_Set task_
Can you recast all the entries below as a JSON list of strings, with one string for each line and any blank lines left out?

(Entries excerpted from a collection)
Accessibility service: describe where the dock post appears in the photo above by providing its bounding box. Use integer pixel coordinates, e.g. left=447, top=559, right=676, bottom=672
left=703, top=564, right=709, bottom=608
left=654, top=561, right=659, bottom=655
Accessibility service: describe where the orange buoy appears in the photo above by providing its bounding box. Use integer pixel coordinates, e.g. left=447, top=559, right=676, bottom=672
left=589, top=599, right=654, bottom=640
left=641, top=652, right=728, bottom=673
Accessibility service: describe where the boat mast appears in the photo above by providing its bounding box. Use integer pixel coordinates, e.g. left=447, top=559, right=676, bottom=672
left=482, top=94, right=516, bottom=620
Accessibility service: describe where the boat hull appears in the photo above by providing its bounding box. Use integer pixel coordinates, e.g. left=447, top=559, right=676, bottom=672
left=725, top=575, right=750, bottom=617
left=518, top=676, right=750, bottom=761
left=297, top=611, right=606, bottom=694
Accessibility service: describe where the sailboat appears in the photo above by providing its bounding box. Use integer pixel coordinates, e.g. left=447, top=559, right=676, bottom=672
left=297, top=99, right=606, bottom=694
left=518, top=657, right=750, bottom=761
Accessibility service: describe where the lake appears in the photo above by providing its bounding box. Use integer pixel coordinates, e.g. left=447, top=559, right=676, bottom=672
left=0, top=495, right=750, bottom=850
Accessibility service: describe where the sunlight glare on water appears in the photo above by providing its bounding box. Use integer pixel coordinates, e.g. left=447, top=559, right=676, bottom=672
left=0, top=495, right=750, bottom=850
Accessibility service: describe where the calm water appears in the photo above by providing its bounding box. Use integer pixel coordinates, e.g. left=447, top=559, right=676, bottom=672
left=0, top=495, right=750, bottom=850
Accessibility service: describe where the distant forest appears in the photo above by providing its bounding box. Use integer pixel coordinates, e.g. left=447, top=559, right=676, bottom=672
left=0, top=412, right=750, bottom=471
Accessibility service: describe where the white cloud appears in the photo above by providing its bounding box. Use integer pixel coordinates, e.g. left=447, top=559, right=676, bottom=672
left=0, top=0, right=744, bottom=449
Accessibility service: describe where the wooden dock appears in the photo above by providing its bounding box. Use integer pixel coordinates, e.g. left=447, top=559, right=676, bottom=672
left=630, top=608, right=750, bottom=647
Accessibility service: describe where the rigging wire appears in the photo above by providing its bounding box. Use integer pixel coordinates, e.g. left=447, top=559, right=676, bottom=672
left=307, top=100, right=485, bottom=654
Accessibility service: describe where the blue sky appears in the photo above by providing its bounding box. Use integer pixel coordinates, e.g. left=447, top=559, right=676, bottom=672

_Written response_
[
  "Accessibility service: describe where the dock post appears in the photo above by providing its bounding box. Use integer pixel coordinates, e.g. left=447, top=559, right=676, bottom=672",
  "left=703, top=564, right=709, bottom=608",
  "left=654, top=561, right=659, bottom=655",
  "Accessibility service: describe where the orange buoy appears in the photo above by providing its bounding box. Use integer pixel coordinates, e.g. left=447, top=559, right=676, bottom=672",
  "left=589, top=599, right=654, bottom=640",
  "left=641, top=652, right=728, bottom=673",
  "Accessibility service: describe where the boat mast appears in the photo above by providing its bounding box. Use integer pixel coordinates, e.g. left=447, top=559, right=676, bottom=672",
  "left=482, top=94, right=516, bottom=620",
  "Accessibility service: describe where the boat hull appears in the photo above by providing its bounding box. Use integer pixel coordinates, e.g. left=447, top=559, right=676, bottom=672",
  "left=725, top=575, right=750, bottom=617",
  "left=518, top=676, right=750, bottom=761",
  "left=297, top=611, right=606, bottom=694",
  "Accessibility service: describe where the sailboat appears in the photo above by providing its bounding box. Use integer pixel coordinates, e.g. left=447, top=559, right=676, bottom=672",
  "left=297, top=99, right=606, bottom=694",
  "left=518, top=657, right=750, bottom=761",
  "Accessibility service: describe where the lake appears in the photo above by providing its bounding box. Use integer pixel coordinates, e.g. left=447, top=559, right=676, bottom=672",
  "left=0, top=495, right=750, bottom=850",
  "Accessibility service: describe where the sunlight glare on water appears in the photo above by providing its bounding box. Use integer pixel coordinates, e.g. left=447, top=559, right=676, bottom=672",
  "left=0, top=495, right=750, bottom=850",
  "Accessibility service: describe where the calm water appears in the photo above by providing its bounding box. Use integer pixel coordinates, e.g. left=447, top=559, right=676, bottom=672",
  "left=0, top=495, right=750, bottom=850",
  "Accessibility service: describe where the distant forest appears in the photo above by providing its bounding box. Use integer pixel coordinates, e.g. left=447, top=559, right=676, bottom=672",
  "left=0, top=412, right=750, bottom=471",
  "Accessibility service: describe where the white cloud appears in the photo above by providing its bounding box. Use integer pixel coordinates, e.g. left=447, top=559, right=676, bottom=672",
  "left=0, top=0, right=744, bottom=449",
  "Accessibility service: describe where the wooden dock appears in the photo above by providing its bounding box. Use integer pixel coordinates, e.g. left=447, top=559, right=676, bottom=672",
  "left=630, top=608, right=750, bottom=647",
  "Accessibility service: describe where the rigging wire appears in the photo above by providing its bounding box. Use integer pixel coordinates, e.g. left=447, top=559, right=676, bottom=672",
  "left=307, top=100, right=485, bottom=654",
  "Accessibility service: describe where the blue sky appears in the photo above by providing its bounding box. Use integer pixel coordinates, e.g. left=447, top=559, right=676, bottom=672"
]